All of the lines below are to be transcribed faithfully, with pictures excluded from the copy.

────────

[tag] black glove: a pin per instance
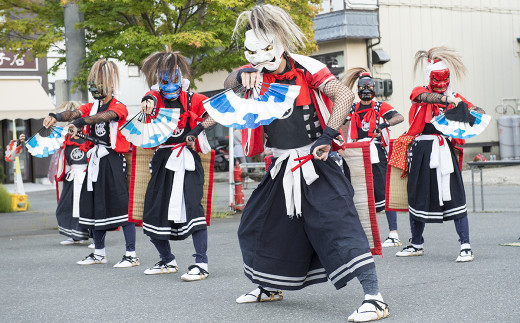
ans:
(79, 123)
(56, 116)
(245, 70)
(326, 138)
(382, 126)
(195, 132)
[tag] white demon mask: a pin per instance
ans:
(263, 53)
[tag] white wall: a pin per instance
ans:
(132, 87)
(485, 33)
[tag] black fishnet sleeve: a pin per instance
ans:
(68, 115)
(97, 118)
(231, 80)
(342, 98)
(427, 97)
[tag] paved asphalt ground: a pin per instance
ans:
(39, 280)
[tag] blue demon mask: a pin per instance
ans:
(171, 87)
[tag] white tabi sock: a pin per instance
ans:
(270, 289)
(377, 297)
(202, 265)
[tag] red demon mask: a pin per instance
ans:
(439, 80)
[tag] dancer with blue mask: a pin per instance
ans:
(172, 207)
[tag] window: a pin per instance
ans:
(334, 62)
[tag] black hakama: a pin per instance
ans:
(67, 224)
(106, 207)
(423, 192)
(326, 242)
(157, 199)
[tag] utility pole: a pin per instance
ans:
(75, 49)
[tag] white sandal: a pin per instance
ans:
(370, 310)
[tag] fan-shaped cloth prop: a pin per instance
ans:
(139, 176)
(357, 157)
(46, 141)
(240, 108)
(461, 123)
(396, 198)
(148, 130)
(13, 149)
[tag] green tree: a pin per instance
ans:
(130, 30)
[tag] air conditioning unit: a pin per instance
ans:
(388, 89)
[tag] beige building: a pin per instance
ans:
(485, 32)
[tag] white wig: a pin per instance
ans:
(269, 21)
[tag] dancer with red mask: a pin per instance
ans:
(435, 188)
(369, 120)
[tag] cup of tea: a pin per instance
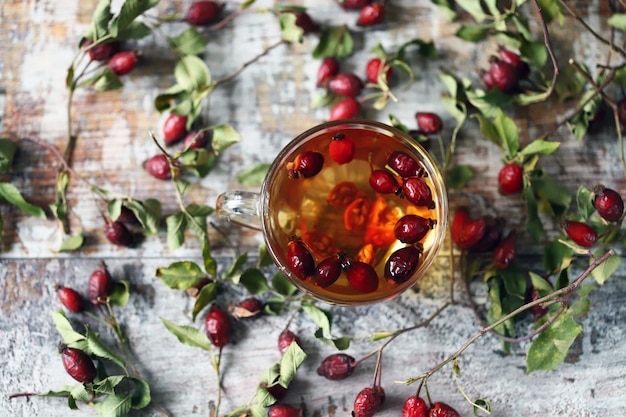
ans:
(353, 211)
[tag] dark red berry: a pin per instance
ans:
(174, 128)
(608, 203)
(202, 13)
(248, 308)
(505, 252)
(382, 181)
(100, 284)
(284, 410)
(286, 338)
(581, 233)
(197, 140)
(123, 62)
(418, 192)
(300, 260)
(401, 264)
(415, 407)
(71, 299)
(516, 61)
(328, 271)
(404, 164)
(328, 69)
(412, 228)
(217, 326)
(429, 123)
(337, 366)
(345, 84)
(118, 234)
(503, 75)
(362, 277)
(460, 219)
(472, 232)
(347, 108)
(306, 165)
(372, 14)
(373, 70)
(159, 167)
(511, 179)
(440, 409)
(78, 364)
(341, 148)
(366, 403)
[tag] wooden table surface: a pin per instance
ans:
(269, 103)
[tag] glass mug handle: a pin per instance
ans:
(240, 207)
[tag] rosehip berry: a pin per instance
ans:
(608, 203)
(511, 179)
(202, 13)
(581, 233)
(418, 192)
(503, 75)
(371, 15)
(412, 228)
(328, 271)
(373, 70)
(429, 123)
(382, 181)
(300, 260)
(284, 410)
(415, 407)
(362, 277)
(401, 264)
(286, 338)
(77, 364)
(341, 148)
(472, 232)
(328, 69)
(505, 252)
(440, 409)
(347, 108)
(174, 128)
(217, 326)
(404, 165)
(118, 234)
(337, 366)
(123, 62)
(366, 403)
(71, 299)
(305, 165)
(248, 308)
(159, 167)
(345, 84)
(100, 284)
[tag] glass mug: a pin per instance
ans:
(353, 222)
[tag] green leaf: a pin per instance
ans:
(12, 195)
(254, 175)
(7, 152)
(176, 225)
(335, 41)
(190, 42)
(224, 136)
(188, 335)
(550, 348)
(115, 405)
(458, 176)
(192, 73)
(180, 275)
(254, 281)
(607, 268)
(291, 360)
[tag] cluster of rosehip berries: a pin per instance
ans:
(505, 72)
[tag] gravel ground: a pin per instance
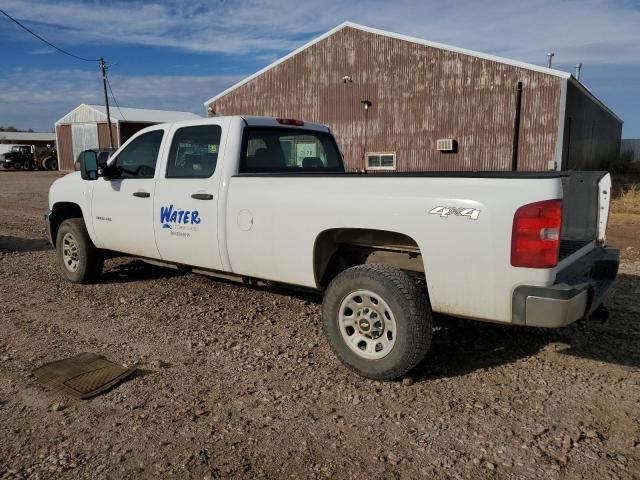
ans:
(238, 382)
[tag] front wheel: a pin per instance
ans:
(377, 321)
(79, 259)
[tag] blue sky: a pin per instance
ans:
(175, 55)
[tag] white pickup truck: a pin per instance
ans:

────────

### EXERCISE RESULT
[tag] black glove: a pin per instance
ans:
(79, 123)
(56, 116)
(245, 70)
(326, 138)
(382, 126)
(195, 132)
[tag] white demon mask: a pin per instance
ans:
(263, 53)
[tag] white wall: a pin per instance
ans:
(132, 87)
(485, 33)
[tag] black fishnet sleeve: a pin per instance
ans:
(68, 115)
(97, 118)
(231, 80)
(342, 98)
(427, 97)
[tag] paved asphalt ground: a pin per instance
ans:
(39, 280)
[tag] blue demon mask: a pin per instance
ans:
(171, 87)
[tag] white tabi sock: a pin per instance
ans:
(270, 289)
(377, 297)
(202, 265)
[tag] red demon mask: a pin per instance
ans:
(439, 80)
[tag] dancer with blue mask: a pin per instance
ans:
(172, 207)
[tag] window: a pin per instance
ans:
(334, 62)
[tag] black hakama: a pin per instance
ans:
(67, 224)
(106, 207)
(423, 192)
(326, 242)
(157, 199)
[tag] utility pole: a pin per instance
ans:
(75, 49)
[tag] white sandal: a pin per instance
ans:
(370, 310)
[tag] fan-shaped cloth prop: a pin per instance
ans:
(139, 176)
(357, 157)
(46, 141)
(240, 108)
(461, 123)
(396, 198)
(148, 130)
(13, 149)
[tag] green tree: a pin per instance
ans:
(130, 30)
[tag] air conditioning unit: a pin per instance
ans:
(388, 89)
[tag] beige building: a pin per instance
ans:
(485, 32)
[tag] white wig: a pin per instance
ans:
(269, 21)
[tag] dancer with red mask: a pin per instance
ans:
(435, 188)
(369, 120)
[tag] cup of tea: a pin per instance
ans:
(353, 211)
[tag] dark red berry: a pin per instance
ans:
(174, 128)
(608, 203)
(202, 13)
(248, 308)
(505, 252)
(382, 181)
(100, 284)
(284, 410)
(286, 338)
(581, 233)
(197, 140)
(123, 62)
(418, 192)
(300, 260)
(401, 264)
(415, 407)
(71, 299)
(516, 61)
(328, 271)
(404, 164)
(328, 69)
(412, 228)
(217, 326)
(429, 123)
(337, 366)
(345, 84)
(118, 234)
(503, 75)
(362, 277)
(460, 219)
(472, 232)
(347, 108)
(306, 165)
(372, 14)
(373, 70)
(159, 167)
(511, 179)
(440, 409)
(78, 364)
(341, 148)
(366, 403)
[tag] wooden table surface: a pin per instance
ans:
(269, 103)
[tag] glass mug handle: a pin per instance
ans:
(240, 207)
[tag] rosehip berry: a pin per instance
ans:
(608, 203)
(511, 179)
(202, 13)
(581, 233)
(418, 192)
(503, 75)
(371, 15)
(412, 228)
(328, 271)
(373, 70)
(429, 123)
(382, 181)
(300, 260)
(284, 410)
(415, 407)
(362, 277)
(401, 264)
(286, 338)
(77, 364)
(341, 148)
(472, 232)
(328, 69)
(505, 252)
(440, 409)
(347, 108)
(174, 128)
(217, 326)
(404, 165)
(118, 234)
(337, 366)
(123, 62)
(366, 403)
(71, 299)
(305, 165)
(248, 308)
(159, 167)
(345, 84)
(100, 284)
[tag] glass mug: a pin per instance
ans:
(353, 222)
[tag] green leaf: a pin per instance
ans:
(12, 195)
(254, 175)
(7, 152)
(176, 225)
(335, 41)
(190, 42)
(224, 136)
(188, 335)
(550, 348)
(115, 405)
(458, 176)
(192, 73)
(180, 275)
(254, 281)
(607, 268)
(291, 360)
[tag] cluster of rosehip berries: a pin per instance
ans:
(505, 72)
[tag] gravel ground: a pin per instance
ans:
(238, 382)
[tag] front wheel: a pin per instance
ans:
(377, 321)
(79, 259)
[tag] blue sky: a pin per instance
ans:
(175, 55)
[tag] white pickup truck: a pin per instance
ans:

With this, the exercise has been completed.